- Instructions -
(1) Answer these questions from the rally driving passage.
(a) What color is the nose of the STI?
(b) According to Haugland, what should the driver be instead of reactionary?
(c) Which component of the STI has been adjusted to send most of the power where it will do its best work?
(2) Carry on the rally driving passage, picking up after its final sentence.

- Study text -
^^^^
On the very next lap, we find ourselves with the beautiful blue nose of the STI pointed straight at the course's no-no zone. We've got the berm dead to rights, and all we can hear in the back of our minds is Steve Irwin chanting, "Danger, danger, danger" over and over again. The cacophony in our head is drowned out by Haugland chiming in with a chillingly calm, if not expedited, "Whoa, whoa, whoa." He follows it up with the demand for more power – something akin to a fireman showing up on the scene of a fully engulfed home with a tanker full of race fuel and asking you to hose it down. We do as he commands, planting our right foot on the go pedal and watching in amazement as the car darts back in line before the rear end swings out and around to a complete stop before stalling.
The now familiar voice of Haugland comes over the mic like a Norsk god, "This car is driving you. You are not driving the car. You need to be decisive, not reactionary."
Words to live by.



The problem here is that while some of the iron-clad laws of playing on a track remain in full effect – keep your eyes up, look where you want the car to go, etcetera – the vast majority of them simply don't apply. The adjustable center differential in the STI has been massaged to put most of the power where it will do its best work, so nearly every problem is solved by dipping into the bottomless pit of power on hand and spreading it on in full glory. It takes the kind of cojones that only grow in a land that gets 20 hours of daylight six months out of the year. We suddenly found ourselves conspicuously aware of the inadequacies of our physiology.

Things are made even more complicated by the fact that the line for taking a turn on a rally course and the one for getting through a twist on smooth tarmac are only related by Haugland's ability to draw both on a classroom chart. Lining up a series of apexes at Virginia International Raceway and skipping through a gravel-laden left-hander are no more kin than Mandarin Chinese and Apalachain Vernacular English – both involve the same basic motor functions, but neither exactly translates. Whereas a road racer is expected to straighten each turn to the best of his ability in order to maintain speed by barely touching each apex in a graceful exercise of parabolic beauty, rally drivers look at a turn and make up their own damn line.
^^^^
[Data extracted from a collection]
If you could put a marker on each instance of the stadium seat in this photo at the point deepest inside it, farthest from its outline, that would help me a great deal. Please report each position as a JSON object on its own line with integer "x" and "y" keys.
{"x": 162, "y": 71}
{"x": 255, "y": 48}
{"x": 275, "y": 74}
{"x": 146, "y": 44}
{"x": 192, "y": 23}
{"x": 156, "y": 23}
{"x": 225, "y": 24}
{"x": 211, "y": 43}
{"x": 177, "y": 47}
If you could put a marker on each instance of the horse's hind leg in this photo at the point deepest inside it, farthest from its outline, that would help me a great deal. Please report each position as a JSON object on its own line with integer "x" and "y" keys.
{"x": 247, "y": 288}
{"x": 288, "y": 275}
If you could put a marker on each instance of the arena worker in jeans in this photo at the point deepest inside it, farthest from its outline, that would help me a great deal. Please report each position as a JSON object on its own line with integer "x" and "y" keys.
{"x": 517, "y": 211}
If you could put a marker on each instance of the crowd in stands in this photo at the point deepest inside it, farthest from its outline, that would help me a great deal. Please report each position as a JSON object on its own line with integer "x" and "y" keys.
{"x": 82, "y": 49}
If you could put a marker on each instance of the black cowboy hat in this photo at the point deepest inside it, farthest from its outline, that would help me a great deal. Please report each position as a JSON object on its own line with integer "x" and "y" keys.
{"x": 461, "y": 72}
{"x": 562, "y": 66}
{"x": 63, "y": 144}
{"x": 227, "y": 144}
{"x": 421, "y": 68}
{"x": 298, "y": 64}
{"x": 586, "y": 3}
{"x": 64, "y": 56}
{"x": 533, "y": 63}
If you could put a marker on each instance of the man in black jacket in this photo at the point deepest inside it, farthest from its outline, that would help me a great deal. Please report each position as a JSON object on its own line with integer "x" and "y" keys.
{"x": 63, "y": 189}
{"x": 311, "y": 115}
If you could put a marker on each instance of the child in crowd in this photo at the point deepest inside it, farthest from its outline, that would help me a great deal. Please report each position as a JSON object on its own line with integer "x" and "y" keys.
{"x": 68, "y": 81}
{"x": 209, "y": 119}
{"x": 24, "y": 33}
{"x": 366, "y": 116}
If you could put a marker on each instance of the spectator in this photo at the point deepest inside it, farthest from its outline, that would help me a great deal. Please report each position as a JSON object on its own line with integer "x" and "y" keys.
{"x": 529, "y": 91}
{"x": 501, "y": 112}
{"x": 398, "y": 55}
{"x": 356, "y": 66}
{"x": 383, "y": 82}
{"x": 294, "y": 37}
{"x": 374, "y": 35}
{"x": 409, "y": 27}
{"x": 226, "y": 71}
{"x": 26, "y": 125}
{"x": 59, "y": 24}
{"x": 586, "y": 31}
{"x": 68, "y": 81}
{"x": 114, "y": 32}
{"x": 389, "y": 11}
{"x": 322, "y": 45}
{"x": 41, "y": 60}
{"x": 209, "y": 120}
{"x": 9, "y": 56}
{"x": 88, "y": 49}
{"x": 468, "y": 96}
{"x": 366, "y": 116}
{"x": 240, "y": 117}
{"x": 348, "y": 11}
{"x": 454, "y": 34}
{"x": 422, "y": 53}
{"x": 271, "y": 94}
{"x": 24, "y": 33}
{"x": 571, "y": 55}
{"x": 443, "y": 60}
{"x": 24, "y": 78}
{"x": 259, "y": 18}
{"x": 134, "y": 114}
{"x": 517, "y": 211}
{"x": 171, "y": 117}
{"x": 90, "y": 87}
^^^^
- Responses in order -
(1)
(a) Blue.
(b) Decisive.
(c) The adjustable center differential.

(2)
As a result, we're supposed to politely sail right past what would normally be the turn-in point and well into an area on the track where Irwin would typically begin to go crackers in the back of our brain. All the while, our right foot is supposed to be piling on the power, even if the front of the car is pointed toward oblivion and kingdom come.
We fumble the ignition again and, true to form, stall the car.

After deciding that dejection is a feeling best left for a day when we're not bolted into a car with one of the world's best rally instructors, we manage to get the STI rolling once more, and the next three laps go somewhat more smoothly. By the end of our session, our favorite phrase in the English language has become "On the power and go," – the closest thing we'll get to outright praise from Haugland.
Over the next ten days, we'll spend every quiet moment thinking about how we could have driven better. Showers are spent replaying footage of Haugland manipulating the pedals and steering wheel in our minds as we attempt to process the mountain of instruction he hurled our way in a brief 30 minutes. We'll space out while tying our shoes, trying to wrap our brain around braking zones, turn-in and rotation.
Our wives worry.

We are addicts, hooked by the first taste of a world we've only seen on television and illegal torrents. One where man, machine and copilot can overcome any road condition at speed, but all we're left with is the cold knowledge that for now, we're best off leaving all four tires on the smooth stuff.